Aim => Please tally how many lines of the data below contain the string "wiper", and reply with only that number.

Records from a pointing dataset
** start **

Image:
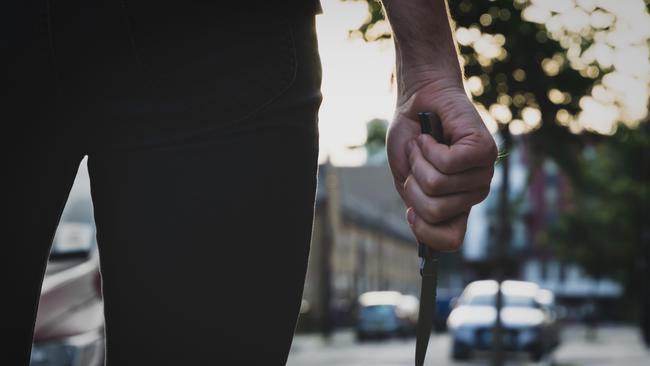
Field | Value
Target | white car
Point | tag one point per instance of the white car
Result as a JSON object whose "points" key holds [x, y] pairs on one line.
{"points": [[528, 319], [385, 314]]}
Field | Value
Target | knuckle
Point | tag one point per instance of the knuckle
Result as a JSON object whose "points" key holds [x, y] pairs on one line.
{"points": [[492, 152], [455, 243], [432, 183], [445, 164], [483, 192], [432, 213]]}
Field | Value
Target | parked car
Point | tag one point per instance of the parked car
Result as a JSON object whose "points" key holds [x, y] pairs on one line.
{"points": [[385, 314], [528, 324], [69, 328]]}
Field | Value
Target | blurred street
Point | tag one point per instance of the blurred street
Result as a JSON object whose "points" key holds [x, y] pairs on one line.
{"points": [[613, 346]]}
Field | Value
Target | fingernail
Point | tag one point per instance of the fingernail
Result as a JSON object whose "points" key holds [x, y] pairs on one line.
{"points": [[422, 139], [410, 146], [410, 216]]}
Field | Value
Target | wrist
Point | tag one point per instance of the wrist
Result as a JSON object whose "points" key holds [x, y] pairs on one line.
{"points": [[436, 81]]}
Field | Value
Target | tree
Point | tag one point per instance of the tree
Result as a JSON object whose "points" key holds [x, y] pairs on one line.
{"points": [[606, 228], [562, 72]]}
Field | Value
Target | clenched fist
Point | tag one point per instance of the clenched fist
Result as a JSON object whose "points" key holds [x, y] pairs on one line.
{"points": [[440, 183]]}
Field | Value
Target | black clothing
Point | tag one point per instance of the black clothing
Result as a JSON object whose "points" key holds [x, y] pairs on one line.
{"points": [[202, 143]]}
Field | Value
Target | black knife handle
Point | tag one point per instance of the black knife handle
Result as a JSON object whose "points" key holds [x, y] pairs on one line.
{"points": [[430, 124]]}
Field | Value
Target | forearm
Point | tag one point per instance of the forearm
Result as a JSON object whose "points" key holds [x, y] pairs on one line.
{"points": [[425, 48]]}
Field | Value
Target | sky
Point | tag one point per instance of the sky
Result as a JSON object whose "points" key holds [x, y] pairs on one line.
{"points": [[356, 74], [356, 81]]}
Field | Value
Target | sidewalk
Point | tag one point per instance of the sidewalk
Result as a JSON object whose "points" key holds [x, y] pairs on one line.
{"points": [[614, 346]]}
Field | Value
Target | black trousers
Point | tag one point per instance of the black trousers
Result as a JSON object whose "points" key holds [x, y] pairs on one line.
{"points": [[201, 134]]}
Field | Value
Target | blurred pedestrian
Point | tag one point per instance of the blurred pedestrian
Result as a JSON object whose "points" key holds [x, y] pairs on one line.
{"points": [[199, 120]]}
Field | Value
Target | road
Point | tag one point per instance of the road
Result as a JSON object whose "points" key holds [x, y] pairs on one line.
{"points": [[614, 346]]}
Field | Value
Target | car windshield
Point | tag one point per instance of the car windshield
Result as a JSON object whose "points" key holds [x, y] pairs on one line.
{"points": [[377, 312], [508, 300]]}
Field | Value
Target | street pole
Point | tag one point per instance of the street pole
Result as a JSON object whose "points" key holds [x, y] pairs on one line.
{"points": [[502, 244]]}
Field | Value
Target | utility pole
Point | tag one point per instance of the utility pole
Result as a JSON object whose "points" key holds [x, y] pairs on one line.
{"points": [[502, 245]]}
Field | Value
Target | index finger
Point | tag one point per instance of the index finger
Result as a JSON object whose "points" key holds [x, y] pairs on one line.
{"points": [[472, 151]]}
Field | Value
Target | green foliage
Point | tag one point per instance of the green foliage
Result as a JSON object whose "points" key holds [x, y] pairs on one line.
{"points": [[606, 227], [516, 78]]}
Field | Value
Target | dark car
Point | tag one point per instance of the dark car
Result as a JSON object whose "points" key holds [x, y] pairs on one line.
{"points": [[69, 327], [386, 314]]}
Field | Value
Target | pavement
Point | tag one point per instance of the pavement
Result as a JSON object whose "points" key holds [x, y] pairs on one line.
{"points": [[613, 346]]}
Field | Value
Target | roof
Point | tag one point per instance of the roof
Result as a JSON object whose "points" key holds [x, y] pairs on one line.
{"points": [[368, 198]]}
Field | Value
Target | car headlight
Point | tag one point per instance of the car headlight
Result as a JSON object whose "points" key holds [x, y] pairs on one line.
{"points": [[465, 334], [81, 350], [528, 335]]}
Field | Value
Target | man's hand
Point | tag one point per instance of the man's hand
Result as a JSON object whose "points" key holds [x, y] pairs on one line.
{"points": [[440, 183]]}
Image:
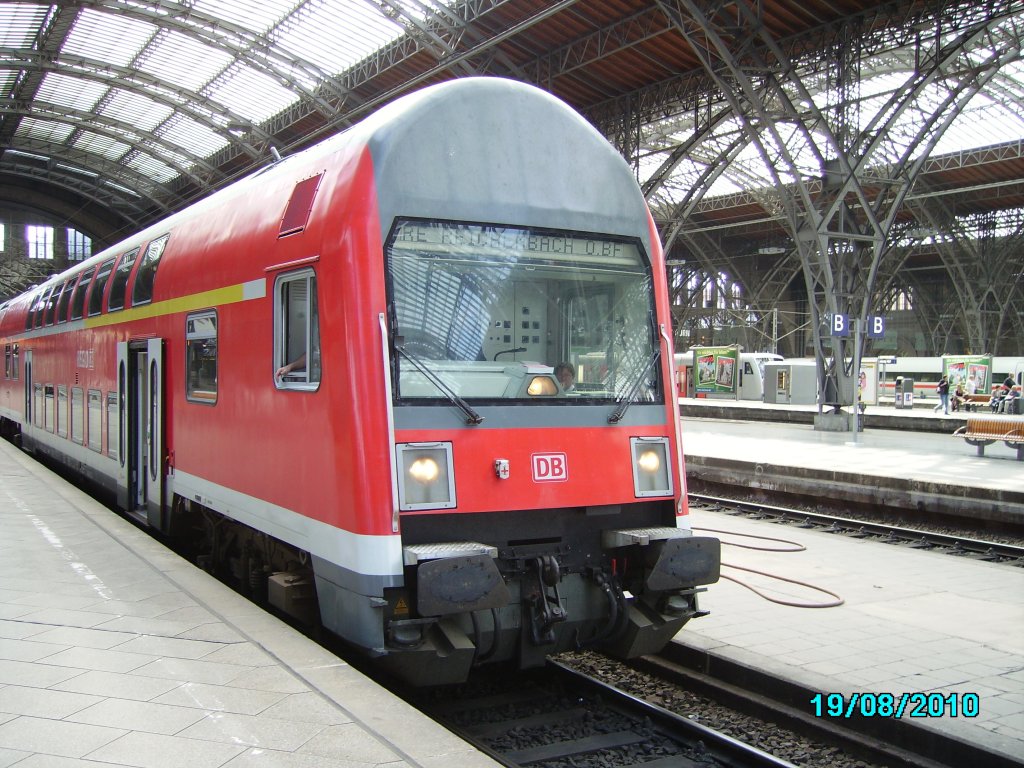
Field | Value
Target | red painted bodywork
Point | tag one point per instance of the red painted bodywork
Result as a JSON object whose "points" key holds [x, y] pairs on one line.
{"points": [[325, 454]]}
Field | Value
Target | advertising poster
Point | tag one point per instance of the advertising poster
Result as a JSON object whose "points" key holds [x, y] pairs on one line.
{"points": [[716, 370], [973, 372]]}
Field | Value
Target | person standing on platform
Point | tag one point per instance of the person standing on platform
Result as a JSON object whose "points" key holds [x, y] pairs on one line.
{"points": [[943, 390]]}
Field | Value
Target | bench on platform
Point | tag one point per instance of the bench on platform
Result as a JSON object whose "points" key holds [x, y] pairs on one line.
{"points": [[984, 430], [974, 401]]}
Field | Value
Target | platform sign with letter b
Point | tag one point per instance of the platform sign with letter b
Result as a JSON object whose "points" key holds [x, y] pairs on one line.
{"points": [[840, 325], [876, 327]]}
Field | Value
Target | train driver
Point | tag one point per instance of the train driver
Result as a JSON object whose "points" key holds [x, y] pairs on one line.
{"points": [[566, 376]]}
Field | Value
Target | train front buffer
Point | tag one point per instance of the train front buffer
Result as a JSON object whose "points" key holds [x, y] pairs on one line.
{"points": [[519, 586]]}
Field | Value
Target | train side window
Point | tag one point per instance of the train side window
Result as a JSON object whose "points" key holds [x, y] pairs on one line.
{"points": [[49, 313], [78, 297], [41, 307], [60, 313], [296, 321], [98, 286], [49, 408], [32, 310], [142, 290], [61, 411], [201, 357], [37, 404], [119, 284]]}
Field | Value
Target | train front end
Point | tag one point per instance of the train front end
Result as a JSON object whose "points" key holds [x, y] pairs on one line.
{"points": [[537, 473], [538, 477]]}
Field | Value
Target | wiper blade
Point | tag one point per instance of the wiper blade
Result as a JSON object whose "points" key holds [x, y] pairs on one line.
{"points": [[628, 400], [471, 416]]}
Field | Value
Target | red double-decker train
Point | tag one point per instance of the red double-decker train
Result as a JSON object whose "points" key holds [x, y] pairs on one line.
{"points": [[418, 377]]}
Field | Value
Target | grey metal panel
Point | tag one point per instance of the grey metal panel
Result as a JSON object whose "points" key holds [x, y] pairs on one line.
{"points": [[421, 416], [498, 151]]}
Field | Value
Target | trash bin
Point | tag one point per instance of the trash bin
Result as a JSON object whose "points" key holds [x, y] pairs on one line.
{"points": [[904, 392]]}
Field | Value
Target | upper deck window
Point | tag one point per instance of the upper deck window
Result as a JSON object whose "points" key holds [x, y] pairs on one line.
{"points": [[146, 274], [201, 357], [487, 311], [78, 298], [43, 307], [60, 314], [33, 306], [119, 283], [98, 286]]}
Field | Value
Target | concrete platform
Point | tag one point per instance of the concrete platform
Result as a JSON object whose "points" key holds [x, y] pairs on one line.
{"points": [[910, 622], [909, 458], [116, 651]]}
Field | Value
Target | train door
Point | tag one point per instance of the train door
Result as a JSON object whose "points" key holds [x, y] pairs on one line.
{"points": [[140, 406]]}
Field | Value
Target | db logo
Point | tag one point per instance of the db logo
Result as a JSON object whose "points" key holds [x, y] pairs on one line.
{"points": [[550, 467]]}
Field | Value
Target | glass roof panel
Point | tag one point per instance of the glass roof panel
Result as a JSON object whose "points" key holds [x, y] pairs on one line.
{"points": [[257, 15], [108, 37], [356, 31], [7, 80], [251, 94], [73, 92], [135, 110], [48, 130], [151, 168], [107, 145], [183, 60], [19, 24], [200, 140]]}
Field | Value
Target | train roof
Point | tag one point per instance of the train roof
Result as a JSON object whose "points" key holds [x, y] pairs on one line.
{"points": [[435, 152]]}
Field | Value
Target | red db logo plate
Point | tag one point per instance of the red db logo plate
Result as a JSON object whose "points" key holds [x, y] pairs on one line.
{"points": [[550, 467]]}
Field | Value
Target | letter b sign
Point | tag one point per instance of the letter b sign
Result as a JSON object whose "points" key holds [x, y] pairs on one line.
{"points": [[841, 325], [876, 327]]}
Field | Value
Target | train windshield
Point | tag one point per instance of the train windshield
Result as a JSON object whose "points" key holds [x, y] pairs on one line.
{"points": [[497, 312]]}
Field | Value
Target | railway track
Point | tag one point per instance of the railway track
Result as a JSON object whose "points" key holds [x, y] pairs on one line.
{"points": [[558, 717], [1001, 552]]}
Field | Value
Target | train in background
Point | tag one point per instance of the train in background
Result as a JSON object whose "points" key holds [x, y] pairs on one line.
{"points": [[750, 384], [926, 373], [337, 378], [757, 370]]}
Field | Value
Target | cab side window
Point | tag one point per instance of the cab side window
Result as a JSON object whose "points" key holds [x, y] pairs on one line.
{"points": [[98, 284], [120, 283], [296, 345], [78, 298], [142, 291]]}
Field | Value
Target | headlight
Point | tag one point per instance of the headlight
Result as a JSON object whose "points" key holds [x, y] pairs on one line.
{"points": [[651, 469], [426, 479], [542, 385]]}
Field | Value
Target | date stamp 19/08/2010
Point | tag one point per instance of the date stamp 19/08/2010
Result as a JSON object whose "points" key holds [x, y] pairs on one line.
{"points": [[895, 705]]}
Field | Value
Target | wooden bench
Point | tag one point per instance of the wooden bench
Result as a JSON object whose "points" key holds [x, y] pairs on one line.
{"points": [[984, 430]]}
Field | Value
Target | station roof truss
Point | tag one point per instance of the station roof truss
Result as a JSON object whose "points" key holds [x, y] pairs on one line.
{"points": [[736, 117]]}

** end **

Correct result => 2